*Geëxtraheerde tekst*:
Hoe zou socialistisch onderwijs er uit zien?

We hebben gezien dat het onderwijs altijd een belangrijke rol heeft gespeeld in de klassenmaatschappij. Het onderwijs zorgde voor disciplinering, vorming en ideologische indoctrinatie van de arbeidskrachten. De ontwikkelingen binnen het onderwijs kunnen dus nooit losgekoppeld worden van de ontwikkelingen in de rest van de maatschappij.

Tim J

Dit is een element dat we steeds in het achterhoofd moeten houden als we gaan spreken over socialistisch onderwijs, óns alternatief op het huidige onderwijssysteem. Steeds moeten we er van uit gaan dat een discussie over welke prioriteiten in het onderwijs moeten worden gelegd, volledig gebonden is aan de vraag hoeveel middelen de maatschappij wil besteden aan onderwijs, en wat soort onderwijs de maatschappij nodig heeft. We kunnen het onderwijs niet hervormen zonder ons te organiseren, en te strijden tegen de neoliberale aanvallen tegen rechten en belangen van de arbeidersklasse.

Dit is trouwens ook het punt waarop grote vernieuwers in het onderwijs, zoals Célestin Freinet of Rudolf Steiner in de fout zijn gegaan: hun idee is dat het onderwijs kan hervormd worden zonder in de rest van de maatschappij te hervormen. Het resultaat is dat ondanks alle positieve elementen die in deze vormen van alternatief onderwijs zitten, de scholen “eilandjes” blijven binnen een vijandige kapitalistische wereld. Het resultaat is dat deze scholen slechts een kleine, geprivilegeerde laag van de bevolking bereiken (onder andere door de noodzaak van inschrijvingsgelden ed.), en dat de principes die in deze scholen worden beleden vaak mijlenver verwijderd zijn van de praktijk van het alledaagse leven en bijzonder idealistisch van grondslag zijn.

*De opdracht*:
Schrijf het stuk uit de tekst over socialistisch onderwijs woord voor woord over, beginnend bij "Dit is een element" en eindigend bij "van de arbeidersklasse.".

*Gegevensfragmenten*:

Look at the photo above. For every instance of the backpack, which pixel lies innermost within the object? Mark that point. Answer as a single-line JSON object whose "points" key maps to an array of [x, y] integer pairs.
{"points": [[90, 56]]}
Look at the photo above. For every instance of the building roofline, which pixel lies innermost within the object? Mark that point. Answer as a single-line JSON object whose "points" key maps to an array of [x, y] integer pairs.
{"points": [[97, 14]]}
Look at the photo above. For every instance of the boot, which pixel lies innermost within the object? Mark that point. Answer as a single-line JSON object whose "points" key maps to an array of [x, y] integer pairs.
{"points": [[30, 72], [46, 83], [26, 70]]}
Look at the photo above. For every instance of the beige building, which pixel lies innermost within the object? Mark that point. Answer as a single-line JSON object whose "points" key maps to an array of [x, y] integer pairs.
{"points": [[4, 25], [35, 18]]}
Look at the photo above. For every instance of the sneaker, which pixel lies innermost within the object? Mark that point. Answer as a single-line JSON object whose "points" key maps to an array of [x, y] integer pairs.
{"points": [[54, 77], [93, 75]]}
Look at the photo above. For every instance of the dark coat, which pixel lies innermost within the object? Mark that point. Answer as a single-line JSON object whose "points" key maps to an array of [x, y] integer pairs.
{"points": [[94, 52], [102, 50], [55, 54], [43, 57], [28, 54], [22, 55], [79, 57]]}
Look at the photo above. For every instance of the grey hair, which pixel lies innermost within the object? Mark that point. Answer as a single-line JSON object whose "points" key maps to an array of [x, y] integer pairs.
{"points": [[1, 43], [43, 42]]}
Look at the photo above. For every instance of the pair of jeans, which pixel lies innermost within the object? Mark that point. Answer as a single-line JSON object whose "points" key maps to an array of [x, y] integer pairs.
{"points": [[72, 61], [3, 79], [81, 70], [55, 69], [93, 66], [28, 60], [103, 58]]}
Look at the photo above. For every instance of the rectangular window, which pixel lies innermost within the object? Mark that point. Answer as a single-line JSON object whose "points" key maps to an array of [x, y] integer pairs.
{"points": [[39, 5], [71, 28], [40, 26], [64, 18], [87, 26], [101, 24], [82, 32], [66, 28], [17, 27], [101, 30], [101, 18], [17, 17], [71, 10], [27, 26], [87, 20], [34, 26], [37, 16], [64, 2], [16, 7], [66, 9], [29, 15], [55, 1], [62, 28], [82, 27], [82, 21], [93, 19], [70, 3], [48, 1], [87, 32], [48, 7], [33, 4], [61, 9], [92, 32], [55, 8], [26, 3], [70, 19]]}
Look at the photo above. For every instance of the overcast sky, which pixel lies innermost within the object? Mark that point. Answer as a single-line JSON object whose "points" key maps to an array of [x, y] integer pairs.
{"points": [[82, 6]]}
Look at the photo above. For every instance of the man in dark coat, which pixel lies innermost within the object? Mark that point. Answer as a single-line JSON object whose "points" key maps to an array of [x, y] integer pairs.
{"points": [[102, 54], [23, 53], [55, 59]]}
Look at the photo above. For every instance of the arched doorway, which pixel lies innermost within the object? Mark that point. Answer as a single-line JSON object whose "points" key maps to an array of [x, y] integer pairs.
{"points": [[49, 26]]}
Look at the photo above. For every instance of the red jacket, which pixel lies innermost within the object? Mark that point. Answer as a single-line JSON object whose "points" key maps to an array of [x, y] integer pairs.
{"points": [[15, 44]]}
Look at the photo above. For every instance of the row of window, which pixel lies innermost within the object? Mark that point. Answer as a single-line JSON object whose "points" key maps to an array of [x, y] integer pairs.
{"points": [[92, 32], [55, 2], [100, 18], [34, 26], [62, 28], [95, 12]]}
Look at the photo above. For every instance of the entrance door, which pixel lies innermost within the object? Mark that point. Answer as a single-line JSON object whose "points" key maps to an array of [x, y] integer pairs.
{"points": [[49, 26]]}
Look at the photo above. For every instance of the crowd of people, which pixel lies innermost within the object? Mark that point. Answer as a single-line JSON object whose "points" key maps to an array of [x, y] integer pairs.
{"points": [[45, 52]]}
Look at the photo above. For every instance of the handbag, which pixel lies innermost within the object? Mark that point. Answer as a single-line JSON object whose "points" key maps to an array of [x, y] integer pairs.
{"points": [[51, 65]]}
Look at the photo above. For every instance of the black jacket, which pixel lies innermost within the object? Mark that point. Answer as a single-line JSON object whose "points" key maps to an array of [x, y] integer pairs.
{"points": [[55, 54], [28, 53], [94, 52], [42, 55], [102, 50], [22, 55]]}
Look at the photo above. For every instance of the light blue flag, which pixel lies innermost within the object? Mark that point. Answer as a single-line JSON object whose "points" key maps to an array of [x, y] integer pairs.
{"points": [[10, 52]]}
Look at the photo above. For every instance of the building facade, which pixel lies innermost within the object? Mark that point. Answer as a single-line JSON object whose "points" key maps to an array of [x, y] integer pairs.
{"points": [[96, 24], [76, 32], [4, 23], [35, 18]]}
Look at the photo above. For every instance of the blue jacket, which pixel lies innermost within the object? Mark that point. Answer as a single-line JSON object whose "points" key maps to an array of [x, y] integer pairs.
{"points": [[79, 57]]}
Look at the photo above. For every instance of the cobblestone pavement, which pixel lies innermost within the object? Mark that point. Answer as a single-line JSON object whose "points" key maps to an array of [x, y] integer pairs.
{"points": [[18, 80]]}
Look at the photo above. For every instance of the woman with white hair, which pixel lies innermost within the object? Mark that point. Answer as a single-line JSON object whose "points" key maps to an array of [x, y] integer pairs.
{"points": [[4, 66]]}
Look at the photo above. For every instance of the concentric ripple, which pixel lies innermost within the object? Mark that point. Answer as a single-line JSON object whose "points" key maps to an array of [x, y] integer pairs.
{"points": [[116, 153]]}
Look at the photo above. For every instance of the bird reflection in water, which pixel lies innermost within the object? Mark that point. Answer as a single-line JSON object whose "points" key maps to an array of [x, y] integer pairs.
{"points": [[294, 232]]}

*Het antwoord*:
Dit is een element dat we steeds in het achterhoofd moeten houden als we gaan spreken over socialistisch onderwijs, óns alternatief op het huidige onderwijssysteem. Steeds moeten we er van uit gaan dat een discussie over welke prioriteiten in het onderwijs moeten worden gelegd, volledig gebonden is aan de vraag hoeveel middelen de maatschappij wil besteden aan onderwijs, en wat soort onderwijs de maatschappij nodig heeft. We kunnen het onderwijs niet hervormen zonder ons te organiseren, en te strijden tegen de neoliberale aanvallen tegen rechten en belangen van de arbeidersklasse.